## EXTRAIT SOURCE
^^^^
Chaque rentrée littéraire, comme les saisons leurs fruits, apporte sa moisson d'autrices et d'auteurs plus ou moins abondante. Certains noms reviennent annuellement (Amélie Nothomb chez Albin Michel, Alain Mabanckou, cette année chez Robert Laffont) ou du moins régulièrement (Yann Queffélec chez Calmann-Lévy, Yves Ravey aux éditions de Minuit, Grégoire Bouillier chez Flammarion) ; d'autres qui ont fait attendre leurs aficionados sont enfin de retour. Ainsi de Jérôme Ferrari à travers son court et incisif roman Nord sentinelle (Actes Sud) : la Corse toujours... mais cette fois sur un mode tragicomique et en mettant en scène des losers dans une île de Beauté aux prises avec le tourisme.
Ou encore de Joël Egloff qui narre dans Ces féroces soldats (Buchet-Chastel) le destin des « malgré-nous », dont celui de son propre père enrôlé de force dans l'armée du IIIe Reich à la suite de l'annexion de sa Moselle native par l'Allemagne nazie... Parmi les retours très attendus, on guettera encore celui de Gaël Faye chez Grasset qui, à travers une saga sur quatre générations, raconte le Rwanda et le génocide des Tutsis au moyen de sa poésie douce et par le truchement de la quête d'un arbre fétiche du pays des mille collines témoin de l'indicible. Jacaranda est le nom de l'arbre et du nouvel ouvrage de l'auteur-compositeur-interprète lauréat du Goncourt des lycéens en 2016 pour Petit pays. Ou celui de Maud Ventura, autrice d'un autre premier roman phénomène, Mon mari, avec Célèbre à l'Iconoclaste.
^^^^
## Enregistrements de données
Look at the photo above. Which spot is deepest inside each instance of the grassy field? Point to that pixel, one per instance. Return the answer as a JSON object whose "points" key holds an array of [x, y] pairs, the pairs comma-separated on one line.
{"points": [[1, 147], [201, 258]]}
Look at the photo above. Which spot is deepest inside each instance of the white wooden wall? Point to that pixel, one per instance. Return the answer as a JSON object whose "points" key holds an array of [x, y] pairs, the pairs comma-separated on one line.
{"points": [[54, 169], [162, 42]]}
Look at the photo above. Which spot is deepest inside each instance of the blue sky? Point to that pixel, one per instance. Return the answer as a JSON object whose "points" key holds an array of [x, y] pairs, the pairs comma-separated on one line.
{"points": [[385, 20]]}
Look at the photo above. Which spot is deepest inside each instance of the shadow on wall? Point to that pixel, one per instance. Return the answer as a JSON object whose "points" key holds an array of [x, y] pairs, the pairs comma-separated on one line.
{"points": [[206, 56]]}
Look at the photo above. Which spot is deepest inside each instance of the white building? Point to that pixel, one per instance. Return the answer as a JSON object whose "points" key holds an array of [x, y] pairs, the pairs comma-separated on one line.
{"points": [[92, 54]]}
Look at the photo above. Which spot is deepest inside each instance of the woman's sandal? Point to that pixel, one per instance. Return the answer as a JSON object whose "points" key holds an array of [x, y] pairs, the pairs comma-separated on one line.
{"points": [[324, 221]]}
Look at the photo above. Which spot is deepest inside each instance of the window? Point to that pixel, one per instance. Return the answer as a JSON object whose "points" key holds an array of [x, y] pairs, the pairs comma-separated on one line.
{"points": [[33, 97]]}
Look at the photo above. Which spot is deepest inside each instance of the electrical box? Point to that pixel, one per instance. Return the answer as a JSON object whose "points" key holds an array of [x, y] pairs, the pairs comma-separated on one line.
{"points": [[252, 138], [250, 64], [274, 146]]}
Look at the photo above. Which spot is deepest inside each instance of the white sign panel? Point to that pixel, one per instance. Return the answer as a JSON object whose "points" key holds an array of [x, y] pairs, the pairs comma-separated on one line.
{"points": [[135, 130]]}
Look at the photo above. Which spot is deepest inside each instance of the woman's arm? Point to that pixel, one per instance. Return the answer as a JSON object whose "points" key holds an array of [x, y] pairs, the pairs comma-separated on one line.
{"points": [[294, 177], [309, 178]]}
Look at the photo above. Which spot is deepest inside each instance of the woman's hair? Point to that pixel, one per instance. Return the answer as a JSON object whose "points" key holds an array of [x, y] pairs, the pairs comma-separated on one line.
^^^^
## TRAVAIL À FAIRE
(a) D'après l'extrait sur la rentrée littéraire, pour quel livre Gaël Faye a-t-il été lauréat du Goncourt des lycéens en 2016 ?
(b) Résumez en deux phrases l'extrait sur la rentrée littéraire.
(c) Selon l'extrait sur la rentrée littéraire, qu'est-ce qui a conduit à l'enrôlement forcé du père de Joël Egloff dans l'armée du IIIe Reich ?
Les enregistrements n'ont aucun rôle dans cet exercice.

## CORRIGÉ DES EXERCICES
(a) Pour Petit pays.

(b) Chaque rentrée littéraire ramène des auteurs qui publient chaque année ou régulièrement, ainsi que d'autres dont le retour se faisait attendre. Parmi ces retours figurent Jérôme Ferrari avec Nord sentinelle, Joël Egloff avec Ces féroces soldats, Gaël Faye avec Jacaranda et Maud Ventura avec Célèbre.

(c) Il a été enrôlé de force à la suite de l'annexion par l'Allemagne nazie de la Moselle, sa région natale. Il fait ainsi partie des « malgré-nous » dont Joël Egloff raconte le destin dans Ces féroces soldats.